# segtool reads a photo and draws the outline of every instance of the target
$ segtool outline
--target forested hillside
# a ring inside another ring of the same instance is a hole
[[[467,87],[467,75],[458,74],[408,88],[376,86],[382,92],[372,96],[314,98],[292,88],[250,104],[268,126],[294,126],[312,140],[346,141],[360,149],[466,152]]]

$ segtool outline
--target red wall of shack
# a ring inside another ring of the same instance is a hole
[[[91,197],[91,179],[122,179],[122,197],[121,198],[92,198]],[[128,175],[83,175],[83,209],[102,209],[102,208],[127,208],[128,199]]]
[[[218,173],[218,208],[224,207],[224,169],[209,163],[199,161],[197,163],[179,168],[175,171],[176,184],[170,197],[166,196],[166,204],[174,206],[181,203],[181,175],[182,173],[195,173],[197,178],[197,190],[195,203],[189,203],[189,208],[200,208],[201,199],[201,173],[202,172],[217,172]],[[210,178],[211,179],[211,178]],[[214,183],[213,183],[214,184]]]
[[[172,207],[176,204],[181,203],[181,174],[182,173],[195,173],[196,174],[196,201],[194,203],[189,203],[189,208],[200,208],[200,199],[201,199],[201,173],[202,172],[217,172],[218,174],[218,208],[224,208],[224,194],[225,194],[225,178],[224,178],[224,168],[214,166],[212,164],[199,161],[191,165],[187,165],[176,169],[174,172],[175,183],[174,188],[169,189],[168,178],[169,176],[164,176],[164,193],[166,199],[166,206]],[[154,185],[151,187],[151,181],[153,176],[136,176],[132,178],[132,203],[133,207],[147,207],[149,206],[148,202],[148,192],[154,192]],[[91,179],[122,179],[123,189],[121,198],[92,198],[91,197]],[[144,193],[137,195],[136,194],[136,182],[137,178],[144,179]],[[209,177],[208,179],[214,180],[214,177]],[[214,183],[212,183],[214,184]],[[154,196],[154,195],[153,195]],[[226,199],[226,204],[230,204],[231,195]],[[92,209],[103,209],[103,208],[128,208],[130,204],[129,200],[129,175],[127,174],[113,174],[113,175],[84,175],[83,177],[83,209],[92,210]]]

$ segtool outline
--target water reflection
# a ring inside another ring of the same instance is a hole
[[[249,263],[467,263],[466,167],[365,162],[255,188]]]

# Activity
Give back all the data exactly as written.

# Exercise solution
# segtool reads a photo and draws the outline of every instance of the target
$ segtool outline
--target forested hillside
# a ring inside another ring of the same instance is a hole
[[[467,87],[467,75],[458,74],[408,88],[376,86],[382,92],[372,96],[314,98],[292,88],[250,104],[268,126],[294,126],[312,140],[346,141],[360,149],[466,152]]]

$ segtool outline
--target red wall of shack
# a ring inside another ring of the same instance is a hole
[[[91,197],[91,179],[122,179],[122,197],[121,198],[92,198]],[[128,175],[83,175],[83,209],[102,209],[102,208],[127,208],[128,199]]]
[[[218,173],[218,208],[224,207],[224,169],[209,163],[199,161],[197,163],[179,168],[175,171],[176,184],[170,197],[166,196],[166,204],[174,206],[181,203],[181,175],[182,173],[195,173],[197,178],[197,190],[195,203],[189,203],[189,208],[200,208],[201,199],[201,173],[202,172],[217,172]],[[210,178],[211,179],[211,178]],[[214,183],[213,183],[214,184]]]
[[[172,207],[176,204],[181,203],[181,174],[182,173],[195,173],[196,174],[196,201],[194,203],[189,203],[189,208],[200,208],[200,199],[201,199],[201,173],[202,172],[217,172],[218,174],[218,208],[224,208],[224,194],[225,194],[225,178],[224,178],[224,168],[214,166],[212,164],[199,161],[191,165],[187,165],[176,169],[174,172],[175,183],[174,188],[169,189],[168,178],[169,176],[164,176],[164,193],[166,199],[166,206]],[[154,185],[151,187],[151,181],[153,176],[136,176],[132,178],[132,203],[133,207],[147,207],[149,206],[148,202],[148,192],[154,192]],[[91,179],[122,179],[123,189],[121,198],[92,198],[91,197]],[[144,193],[137,195],[136,194],[136,182],[137,178],[144,179]],[[209,177],[208,179],[214,180],[214,177]],[[214,183],[212,183],[214,184]],[[154,196],[154,195],[153,195]],[[226,199],[226,204],[230,204],[231,195]],[[92,209],[103,209],[103,208],[128,208],[130,204],[129,200],[129,175],[127,174],[113,174],[113,175],[84,175],[83,177],[83,209],[92,210]]]

$ segtool outline
--target water reflection
# a ring inside another ring of the same instance is a hole
[[[249,263],[467,263],[466,167],[365,162],[255,188]]]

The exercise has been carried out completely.